**Direction a:**
Turn the part of the listing that opens with the line containing "I'd love your assistance: please find the paper" and closes with the line containing "[[311, 360, 328, 380], [344, 360, 367, 402]]" into a numbered list, including both of those lines and leaving out any blank lines.

**Selected text:**
######

Thanks, Jamie. So welcome, everyone. Good morning. We're pleased to review Tourmaline's Q1 results and answer questions you may have. So firstly, some highlights. First quarter cash flow was $1.127 billion or $3.28 per diluted share. We generated free cash flow of $525 million in the quarter or $1.53 per diluted share, and that allowed us to declare a special dividend of $1.50 per common share.

We had a record first quarter '23 average production of 526,000 BOEs a day. We continue to expect a full-year '23 free cash flow of $2 billion and our March 31 net debt was $709 million or approximately 0.2x 2023 full-year forecast cash flow of $3.9 billion. Touching on production. As mentioned, first quarter averaged 526,000 BOEs a day, with liquids production of a little over 114,000 barrels per day. And that despite the Pembina NGL pipeline system interruption, which reduced production by 8,000 BOEs a day for approximately 6 weeks.

Current total oil and liquids production has recovered to the 118,000 to 123,000 barrels per day range over the past month. Q2 '23 average production range of between 500,000 and 515,000 BOE per day is currently expected as we begin our injection season into our storage reservoirs, and we execute our Q2 planned maintenance programs for both own account and third-party. Encouragingly, the April production average has rolled up to approximately 531,000 BOEs per day, which is a record, and that is prior to storage injections which have happened in the month as well. And our full year '23 average production guidance of between 520,000 and 540,000 BOEs per day remains unchanged.

######

**Task input:**
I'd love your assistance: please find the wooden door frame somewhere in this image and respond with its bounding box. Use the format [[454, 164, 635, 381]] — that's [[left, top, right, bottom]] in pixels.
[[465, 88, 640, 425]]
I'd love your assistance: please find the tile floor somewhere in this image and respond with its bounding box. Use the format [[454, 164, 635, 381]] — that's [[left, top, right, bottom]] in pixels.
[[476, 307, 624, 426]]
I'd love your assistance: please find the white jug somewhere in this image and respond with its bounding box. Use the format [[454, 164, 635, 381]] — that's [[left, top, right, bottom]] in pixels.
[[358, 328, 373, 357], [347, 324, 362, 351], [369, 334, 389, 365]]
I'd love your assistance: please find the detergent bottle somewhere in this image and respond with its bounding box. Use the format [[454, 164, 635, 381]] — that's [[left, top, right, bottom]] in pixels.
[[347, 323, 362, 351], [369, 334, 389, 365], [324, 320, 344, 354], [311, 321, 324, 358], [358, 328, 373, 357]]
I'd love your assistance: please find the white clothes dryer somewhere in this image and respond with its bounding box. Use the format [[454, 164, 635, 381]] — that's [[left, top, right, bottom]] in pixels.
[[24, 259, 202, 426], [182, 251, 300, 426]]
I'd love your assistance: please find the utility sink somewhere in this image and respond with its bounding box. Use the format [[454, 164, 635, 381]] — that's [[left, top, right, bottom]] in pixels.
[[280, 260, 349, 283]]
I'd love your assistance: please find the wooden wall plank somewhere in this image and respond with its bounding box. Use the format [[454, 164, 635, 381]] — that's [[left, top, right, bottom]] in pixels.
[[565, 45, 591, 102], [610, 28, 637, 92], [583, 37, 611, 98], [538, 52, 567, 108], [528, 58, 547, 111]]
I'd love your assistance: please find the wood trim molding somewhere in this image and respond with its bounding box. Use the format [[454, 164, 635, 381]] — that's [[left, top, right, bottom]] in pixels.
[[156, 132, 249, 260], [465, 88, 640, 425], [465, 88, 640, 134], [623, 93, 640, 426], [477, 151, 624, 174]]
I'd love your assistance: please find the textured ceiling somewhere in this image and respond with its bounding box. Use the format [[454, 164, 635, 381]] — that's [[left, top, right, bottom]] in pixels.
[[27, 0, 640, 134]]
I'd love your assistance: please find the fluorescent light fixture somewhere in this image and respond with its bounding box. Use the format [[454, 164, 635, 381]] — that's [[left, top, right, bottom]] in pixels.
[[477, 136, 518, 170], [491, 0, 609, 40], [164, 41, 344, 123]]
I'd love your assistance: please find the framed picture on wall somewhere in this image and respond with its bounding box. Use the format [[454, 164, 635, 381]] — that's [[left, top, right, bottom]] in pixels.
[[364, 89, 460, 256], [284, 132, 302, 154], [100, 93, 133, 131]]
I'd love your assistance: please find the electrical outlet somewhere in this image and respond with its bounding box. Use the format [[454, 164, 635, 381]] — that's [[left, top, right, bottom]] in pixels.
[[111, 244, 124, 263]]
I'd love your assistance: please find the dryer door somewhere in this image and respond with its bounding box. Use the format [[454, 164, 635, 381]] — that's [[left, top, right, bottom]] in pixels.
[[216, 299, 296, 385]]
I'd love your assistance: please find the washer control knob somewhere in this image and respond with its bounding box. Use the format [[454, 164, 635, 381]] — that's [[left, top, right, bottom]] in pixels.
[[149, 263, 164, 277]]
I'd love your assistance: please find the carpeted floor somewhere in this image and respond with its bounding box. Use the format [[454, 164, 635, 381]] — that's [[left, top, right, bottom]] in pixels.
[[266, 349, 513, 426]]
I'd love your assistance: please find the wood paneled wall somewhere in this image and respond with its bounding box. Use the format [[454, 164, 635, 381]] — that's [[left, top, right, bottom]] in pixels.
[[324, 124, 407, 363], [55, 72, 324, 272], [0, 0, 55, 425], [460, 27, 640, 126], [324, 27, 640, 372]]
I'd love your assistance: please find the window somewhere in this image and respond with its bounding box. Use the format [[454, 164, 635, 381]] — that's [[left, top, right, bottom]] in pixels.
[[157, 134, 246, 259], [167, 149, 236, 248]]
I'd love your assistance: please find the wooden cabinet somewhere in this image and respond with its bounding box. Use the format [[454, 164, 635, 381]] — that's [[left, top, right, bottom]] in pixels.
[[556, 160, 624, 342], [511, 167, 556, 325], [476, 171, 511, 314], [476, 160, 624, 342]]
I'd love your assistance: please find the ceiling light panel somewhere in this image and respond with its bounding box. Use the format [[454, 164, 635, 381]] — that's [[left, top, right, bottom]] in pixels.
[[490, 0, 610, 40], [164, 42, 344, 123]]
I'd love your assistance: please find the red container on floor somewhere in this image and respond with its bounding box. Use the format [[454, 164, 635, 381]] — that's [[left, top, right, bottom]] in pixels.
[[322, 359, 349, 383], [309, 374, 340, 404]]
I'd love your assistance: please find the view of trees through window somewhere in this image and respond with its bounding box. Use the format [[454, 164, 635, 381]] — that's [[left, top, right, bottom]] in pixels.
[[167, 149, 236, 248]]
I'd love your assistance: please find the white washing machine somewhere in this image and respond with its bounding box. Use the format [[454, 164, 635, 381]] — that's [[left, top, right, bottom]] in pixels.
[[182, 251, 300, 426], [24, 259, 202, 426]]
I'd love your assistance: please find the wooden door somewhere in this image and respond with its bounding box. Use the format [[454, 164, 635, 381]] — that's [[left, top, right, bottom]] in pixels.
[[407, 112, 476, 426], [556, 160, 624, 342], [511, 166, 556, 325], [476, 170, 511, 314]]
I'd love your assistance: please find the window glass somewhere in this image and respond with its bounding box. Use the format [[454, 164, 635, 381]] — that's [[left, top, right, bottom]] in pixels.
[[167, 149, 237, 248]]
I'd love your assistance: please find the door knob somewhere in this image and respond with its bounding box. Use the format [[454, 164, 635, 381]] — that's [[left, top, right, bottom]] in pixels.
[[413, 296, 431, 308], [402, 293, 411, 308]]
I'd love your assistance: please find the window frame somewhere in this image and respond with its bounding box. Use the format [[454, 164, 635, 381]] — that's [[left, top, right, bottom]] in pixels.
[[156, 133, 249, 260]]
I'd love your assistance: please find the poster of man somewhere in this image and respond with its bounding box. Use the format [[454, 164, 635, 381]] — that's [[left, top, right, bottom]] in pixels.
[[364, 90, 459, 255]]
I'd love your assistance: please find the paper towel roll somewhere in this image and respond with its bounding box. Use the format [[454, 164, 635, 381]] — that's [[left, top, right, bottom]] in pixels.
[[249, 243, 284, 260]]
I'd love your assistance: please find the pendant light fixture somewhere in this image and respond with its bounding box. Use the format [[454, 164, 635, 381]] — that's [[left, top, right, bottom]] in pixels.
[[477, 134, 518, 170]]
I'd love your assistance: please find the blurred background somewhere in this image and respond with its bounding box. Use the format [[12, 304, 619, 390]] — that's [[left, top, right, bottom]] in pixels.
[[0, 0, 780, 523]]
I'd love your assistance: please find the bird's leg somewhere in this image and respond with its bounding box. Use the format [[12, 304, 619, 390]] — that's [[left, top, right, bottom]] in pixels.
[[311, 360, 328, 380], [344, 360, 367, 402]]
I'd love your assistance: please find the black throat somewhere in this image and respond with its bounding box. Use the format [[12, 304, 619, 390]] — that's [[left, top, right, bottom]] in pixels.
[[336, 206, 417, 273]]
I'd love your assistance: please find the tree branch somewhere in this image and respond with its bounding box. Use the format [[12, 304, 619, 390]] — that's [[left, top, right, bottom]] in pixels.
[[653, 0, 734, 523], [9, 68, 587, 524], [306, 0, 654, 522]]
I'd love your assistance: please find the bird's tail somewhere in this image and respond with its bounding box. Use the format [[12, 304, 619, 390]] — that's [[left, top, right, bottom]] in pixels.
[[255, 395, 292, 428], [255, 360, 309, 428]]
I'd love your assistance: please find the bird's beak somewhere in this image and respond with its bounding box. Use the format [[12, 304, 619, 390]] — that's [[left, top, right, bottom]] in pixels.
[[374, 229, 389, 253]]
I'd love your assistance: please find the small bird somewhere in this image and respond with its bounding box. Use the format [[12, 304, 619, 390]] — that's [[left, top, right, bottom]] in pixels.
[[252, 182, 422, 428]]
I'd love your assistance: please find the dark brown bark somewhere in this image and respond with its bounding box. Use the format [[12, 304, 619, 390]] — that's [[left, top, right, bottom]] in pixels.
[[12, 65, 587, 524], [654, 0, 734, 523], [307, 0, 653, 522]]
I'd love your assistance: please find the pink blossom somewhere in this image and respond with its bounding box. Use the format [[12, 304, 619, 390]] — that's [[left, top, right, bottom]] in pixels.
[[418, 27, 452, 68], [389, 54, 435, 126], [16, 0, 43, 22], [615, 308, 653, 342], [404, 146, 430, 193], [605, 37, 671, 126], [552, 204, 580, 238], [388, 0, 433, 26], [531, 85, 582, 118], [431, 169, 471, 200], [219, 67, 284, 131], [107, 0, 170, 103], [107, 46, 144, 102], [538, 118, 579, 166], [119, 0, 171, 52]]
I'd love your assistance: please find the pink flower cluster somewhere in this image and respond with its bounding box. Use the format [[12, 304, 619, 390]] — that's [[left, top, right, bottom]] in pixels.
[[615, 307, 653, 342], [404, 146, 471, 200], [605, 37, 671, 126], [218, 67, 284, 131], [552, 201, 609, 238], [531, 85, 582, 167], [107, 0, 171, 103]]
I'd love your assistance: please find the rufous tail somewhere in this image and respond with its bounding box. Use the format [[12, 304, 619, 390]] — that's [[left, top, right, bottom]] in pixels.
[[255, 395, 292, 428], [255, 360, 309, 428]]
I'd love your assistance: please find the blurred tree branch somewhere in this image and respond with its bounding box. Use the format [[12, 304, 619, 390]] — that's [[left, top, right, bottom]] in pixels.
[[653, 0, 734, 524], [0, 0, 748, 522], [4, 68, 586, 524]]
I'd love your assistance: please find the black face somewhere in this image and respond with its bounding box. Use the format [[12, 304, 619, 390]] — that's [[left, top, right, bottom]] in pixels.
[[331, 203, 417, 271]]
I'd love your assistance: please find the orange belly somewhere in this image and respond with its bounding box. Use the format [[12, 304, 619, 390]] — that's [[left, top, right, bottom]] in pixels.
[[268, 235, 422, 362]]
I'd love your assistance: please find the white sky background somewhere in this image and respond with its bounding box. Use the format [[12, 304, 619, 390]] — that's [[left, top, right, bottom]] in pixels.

######

**Direction b:**
Pick up the remarks on Tourmaline's first-quarter results after their last sentence and keep going.

**Exercise output a:**
1. I'd love your assistance: please find the paper towel roll somewhere in this image and respond with its bounding box. Use the format [[454, 164, 635, 381]] — that's [[left, top, right, bottom]] in pixels.
2. [[249, 243, 284, 260]]
3. I'd love your assistance: please find the pendant light fixture somewhere in this image and respond with its bounding box. Use the format [[454, 164, 635, 381]] — that's [[left, top, right, bottom]] in pixels.
4. [[477, 134, 518, 170]]
5. I'd love your assistance: please find the blurred background somewhere in this image and respond with its bounding box. Use the format [[12, 304, 619, 390]] — that's [[left, top, right, bottom]] in pixels.
6. [[0, 0, 780, 523]]
7. I'd love your assistance: please find the bird's leg somewhere in this image and respond with its bounding box. Use the format [[12, 304, 619, 390]] — that's [[left, top, right, bottom]] in pixels.
8. [[311, 360, 328, 380], [344, 360, 367, 402]]

**Exercise output b:**
Looking at financial results. As mentioned, first quarter cash flow was $1.13 billion on total CapEx of $595 million, generating free cash flow of $525 million. In '23 at strip pricing as of April 14. The company continues to expect to generate capital of $3.9 billion or $11.22 per diluted share and free cash flow of $2 billion or $5.80 per diluted share on unchanged EP spending of $1.7 billion. That forecast '23 cash flow remains unchanged from the previous forecast despite 2023 NYMEX gas prices declining by 12% since our last update. And this is a reflection of our strong and continuously improving natural gas market diversification portfolio. Similarly, '24 cash flow has actually improved 3% since our last forecast update. Given that strong free cash flow generation outlook for '23, the company has elected to increase the quarterly base dividend effective this quarter to $1.04 per share on an annualized basis from the current annualized dollar per share and as well declare and pay a special dividend of $1.50 per share on May 19, '23 to shareholders of record on May 11.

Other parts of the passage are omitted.